Exercise brief: Output a character-exact copy of the data, images removed.

Supplied material:
────
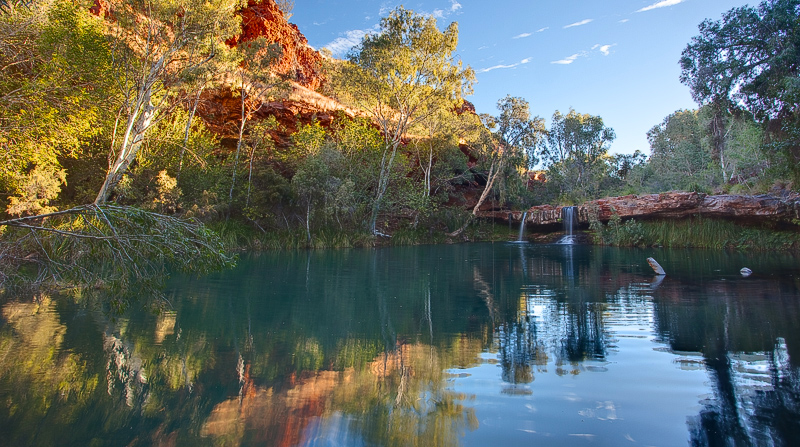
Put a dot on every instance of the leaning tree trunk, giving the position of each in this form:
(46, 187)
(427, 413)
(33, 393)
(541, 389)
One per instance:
(493, 173)
(138, 124)
(383, 183)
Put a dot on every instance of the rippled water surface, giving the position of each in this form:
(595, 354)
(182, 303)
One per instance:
(480, 344)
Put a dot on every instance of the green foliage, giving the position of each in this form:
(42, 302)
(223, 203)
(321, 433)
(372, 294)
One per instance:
(40, 187)
(617, 233)
(695, 232)
(400, 76)
(748, 60)
(575, 154)
(54, 87)
(680, 154)
(119, 249)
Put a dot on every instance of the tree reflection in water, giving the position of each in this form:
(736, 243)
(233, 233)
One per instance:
(365, 348)
(756, 379)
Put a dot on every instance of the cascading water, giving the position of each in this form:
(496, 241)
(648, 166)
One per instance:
(568, 217)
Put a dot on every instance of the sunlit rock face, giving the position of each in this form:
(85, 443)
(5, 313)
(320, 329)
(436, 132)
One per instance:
(666, 205)
(298, 61)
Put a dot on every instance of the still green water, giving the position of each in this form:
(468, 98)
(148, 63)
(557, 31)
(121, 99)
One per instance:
(477, 344)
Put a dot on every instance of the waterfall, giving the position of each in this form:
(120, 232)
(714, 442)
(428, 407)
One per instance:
(568, 217)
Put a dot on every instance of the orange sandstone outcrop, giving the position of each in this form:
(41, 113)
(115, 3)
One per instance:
(299, 61)
(674, 204)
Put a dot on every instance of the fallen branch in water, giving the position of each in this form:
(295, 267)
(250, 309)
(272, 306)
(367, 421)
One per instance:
(110, 247)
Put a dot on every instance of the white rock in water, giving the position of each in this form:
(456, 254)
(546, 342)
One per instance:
(656, 266)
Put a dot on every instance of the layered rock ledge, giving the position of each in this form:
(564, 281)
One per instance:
(758, 208)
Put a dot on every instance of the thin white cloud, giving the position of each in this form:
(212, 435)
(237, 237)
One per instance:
(484, 70)
(342, 45)
(502, 66)
(661, 4)
(567, 60)
(605, 49)
(584, 22)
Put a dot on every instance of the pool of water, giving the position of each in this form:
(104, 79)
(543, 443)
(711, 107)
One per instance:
(510, 344)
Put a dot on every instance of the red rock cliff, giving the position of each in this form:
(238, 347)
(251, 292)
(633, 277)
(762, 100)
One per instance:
(299, 61)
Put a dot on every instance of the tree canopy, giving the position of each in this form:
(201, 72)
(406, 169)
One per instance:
(749, 59)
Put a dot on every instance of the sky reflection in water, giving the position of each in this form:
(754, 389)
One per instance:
(471, 345)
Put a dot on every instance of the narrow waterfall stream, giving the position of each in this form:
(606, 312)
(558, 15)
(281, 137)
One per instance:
(568, 217)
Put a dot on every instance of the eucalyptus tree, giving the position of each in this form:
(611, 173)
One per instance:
(575, 153)
(159, 45)
(256, 84)
(54, 71)
(399, 75)
(680, 153)
(748, 60)
(507, 146)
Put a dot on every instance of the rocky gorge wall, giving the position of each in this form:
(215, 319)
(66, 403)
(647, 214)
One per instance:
(760, 208)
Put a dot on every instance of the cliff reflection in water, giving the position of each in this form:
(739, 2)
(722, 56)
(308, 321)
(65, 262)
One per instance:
(396, 347)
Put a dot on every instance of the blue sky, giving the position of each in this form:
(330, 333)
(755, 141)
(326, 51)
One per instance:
(617, 58)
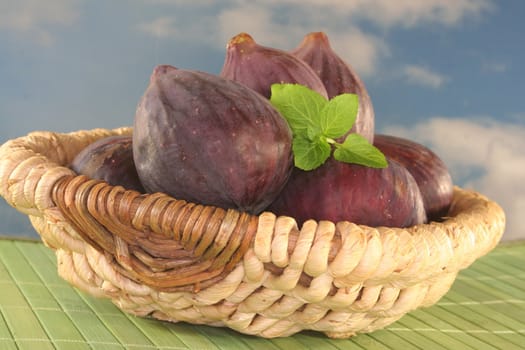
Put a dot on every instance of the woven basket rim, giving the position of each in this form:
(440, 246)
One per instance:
(213, 243)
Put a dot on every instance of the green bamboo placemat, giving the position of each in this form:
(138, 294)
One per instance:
(485, 309)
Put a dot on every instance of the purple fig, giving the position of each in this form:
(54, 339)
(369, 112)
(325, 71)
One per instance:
(109, 159)
(209, 140)
(338, 77)
(258, 67)
(338, 191)
(429, 171)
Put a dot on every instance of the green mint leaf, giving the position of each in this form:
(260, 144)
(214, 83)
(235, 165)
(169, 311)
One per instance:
(300, 106)
(309, 154)
(338, 115)
(356, 149)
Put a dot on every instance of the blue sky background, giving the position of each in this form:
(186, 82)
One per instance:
(449, 74)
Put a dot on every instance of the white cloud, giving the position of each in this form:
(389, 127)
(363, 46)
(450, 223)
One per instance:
(423, 76)
(363, 50)
(162, 27)
(482, 154)
(34, 19)
(494, 67)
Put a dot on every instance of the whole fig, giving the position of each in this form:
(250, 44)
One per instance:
(338, 191)
(109, 159)
(338, 77)
(210, 140)
(258, 67)
(429, 171)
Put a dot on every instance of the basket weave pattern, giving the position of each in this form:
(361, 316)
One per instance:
(156, 256)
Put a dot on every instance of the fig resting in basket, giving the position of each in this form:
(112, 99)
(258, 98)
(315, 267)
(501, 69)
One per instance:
(267, 214)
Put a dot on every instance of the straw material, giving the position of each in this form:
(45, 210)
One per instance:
(156, 256)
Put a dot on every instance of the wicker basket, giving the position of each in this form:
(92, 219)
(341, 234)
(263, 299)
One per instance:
(156, 256)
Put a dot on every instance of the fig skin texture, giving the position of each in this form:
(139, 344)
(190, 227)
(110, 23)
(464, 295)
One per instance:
(109, 159)
(338, 77)
(209, 140)
(338, 191)
(258, 67)
(429, 171)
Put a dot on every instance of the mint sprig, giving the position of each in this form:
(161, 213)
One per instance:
(316, 123)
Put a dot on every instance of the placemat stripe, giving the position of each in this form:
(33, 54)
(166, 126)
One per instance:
(38, 310)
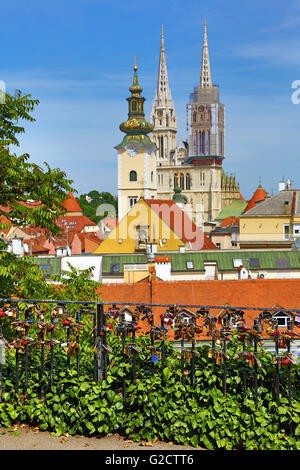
────
Solved problem:
Put a dot on every instance of the leaning tree trunk, giving the position of each in this form:
(46, 187)
(427, 413)
(33, 393)
(541, 389)
One per instance:
(493, 173)
(138, 124)
(383, 183)
Put a dot on every instance of the rippled water surface, giving the position of each in this form:
(595, 354)
(182, 303)
One per instance:
(480, 344)
Put a dot on every instance of the green foliage, giving the position of each in this form:
(42, 302)
(223, 203)
(321, 433)
(372, 294)
One per instance:
(40, 187)
(617, 233)
(695, 232)
(400, 76)
(748, 60)
(575, 154)
(54, 87)
(680, 154)
(119, 249)
Put a dot on every instance of the tree reflection in water, giving the position of each in this form:
(736, 243)
(233, 233)
One per instance:
(365, 348)
(756, 379)
Put a dot on every instance of the cascading water, giving the position of each in this form:
(496, 241)
(648, 166)
One per instance:
(568, 217)
Put a dot on every instance of the sunlit rock face, giving the position of each in this form:
(85, 443)
(5, 313)
(320, 329)
(436, 132)
One per instance:
(666, 205)
(298, 61)
Put a dot on every instance of the still green water, giving the position of each in this form:
(468, 98)
(148, 63)
(557, 31)
(121, 99)
One per instance:
(477, 344)
Put a dot on every instance of the waterfall, giving the position of each in this form:
(120, 232)
(714, 442)
(428, 407)
One per instance:
(568, 217)
Put a dot on every instance of the orange sandstone outcrop, giving the position of each in this form:
(41, 113)
(115, 3)
One per instance:
(299, 61)
(674, 204)
Put a dot on every instance of the fallen branch in water, giving the position of each in this form:
(295, 267)
(250, 309)
(272, 306)
(367, 421)
One per instance:
(110, 247)
Put a dot on every instance of the white rock in water, giving the position of each in this form:
(456, 254)
(546, 342)
One per instance:
(656, 266)
Put a dot on every instance of the layered rock ledge, giving the position of each in this form:
(564, 281)
One per instance:
(758, 208)
Put a dot on every instance of the thin white cloud, giving the position of each in this form:
(212, 435)
(237, 237)
One per instance:
(484, 70)
(342, 45)
(502, 66)
(661, 4)
(567, 60)
(605, 49)
(584, 22)
Put a dot on every instance of the pool of water, giving the position of each in this form:
(104, 79)
(543, 443)
(711, 107)
One per instance:
(510, 344)
Put a dot on every instance of the red rock cliff, giving the position of each in this form:
(238, 347)
(251, 292)
(633, 277)
(762, 100)
One per instance:
(299, 61)
Put a dot on every instance of the tree canopy, giving the position of each in this form:
(201, 72)
(406, 169)
One per instance:
(749, 59)
Put a dot on every instance of the sky reflection in water, giving the position of each in this form:
(754, 389)
One per instance:
(471, 345)
Put a dot on every instance of the narrow waterfall stream, giving the position of each in this form:
(606, 312)
(558, 15)
(281, 137)
One per instance:
(568, 217)
Put a dot on every instance of the eucalyptus tree, giving the position of each in this form:
(611, 173)
One per instance:
(575, 153)
(159, 45)
(256, 84)
(54, 71)
(399, 75)
(680, 153)
(748, 60)
(507, 146)
Put a dot on every instance of the rocky gorge wall, giving the position of each in this form:
(215, 319)
(66, 403)
(647, 214)
One per instance:
(760, 208)
Put a dot on every instance of the cliff reflection in water, giving the position of each in this form:
(739, 2)
(722, 56)
(308, 321)
(65, 262)
One per instance:
(396, 347)
Put a dot on every instance of the blue sky, giving the position of each in this form:
(330, 333)
(755, 141)
(326, 51)
One per instance:
(617, 58)
Put a dot on every instance of the woven basket rim, giving the position of each in this form:
(440, 246)
One per instance:
(213, 243)
Put a dot on every instance of the green bamboo placemat, giving the position of each in this form:
(138, 294)
One per instance:
(485, 309)
Put a dot on every instance of the purple fig, giving the position of each in this form:
(54, 339)
(369, 112)
(325, 71)
One per instance:
(109, 159)
(209, 140)
(338, 77)
(258, 67)
(338, 191)
(429, 171)
Put a dot on every instance of the green mint leaf, giving the position of each in this form:
(260, 144)
(214, 83)
(235, 165)
(169, 311)
One per instance:
(300, 106)
(309, 154)
(338, 115)
(356, 149)
Put a dot on every instance of the blue sky background, giving the position of each in this form:
(186, 82)
One per instance:
(449, 74)
Put a dot on every instance of the white cloud, giving the position of each in this form:
(389, 127)
(363, 46)
(450, 223)
One per instance:
(423, 76)
(363, 50)
(162, 27)
(482, 154)
(34, 19)
(494, 67)
Put a dot on every instance of the whole fig, giving the position of each in this form:
(250, 44)
One per instance:
(338, 191)
(109, 159)
(338, 77)
(210, 140)
(258, 67)
(429, 171)
Put a dot on every instance of the basket weave pattern, giving the position of each in this form:
(361, 316)
One per instance:
(156, 256)
Put a dot on every instance of the fig resting in basket, giving the position of each in this form:
(112, 99)
(258, 98)
(315, 267)
(501, 69)
One per instance:
(267, 214)
Put a dot on every instance of the straw material, giving the position of each in this form:
(45, 210)
One per instance:
(156, 256)
Put a dot on every instance of the wicker basket, giving the position of each in this form:
(92, 219)
(341, 234)
(263, 299)
One per instance:
(156, 256)
Put a dot on every instance of the fig skin texture, giving the position of each in this form:
(139, 344)
(190, 227)
(110, 23)
(464, 295)
One per instance:
(109, 159)
(338, 77)
(209, 140)
(338, 191)
(258, 67)
(429, 171)
Put a dot on every instance of the mint sprig, giving the position of each in this form:
(161, 213)
One per instance:
(316, 123)
Put a dot on every instance of the placemat stripe, giving the position of each in this form:
(33, 54)
(166, 126)
One per instance:
(38, 310)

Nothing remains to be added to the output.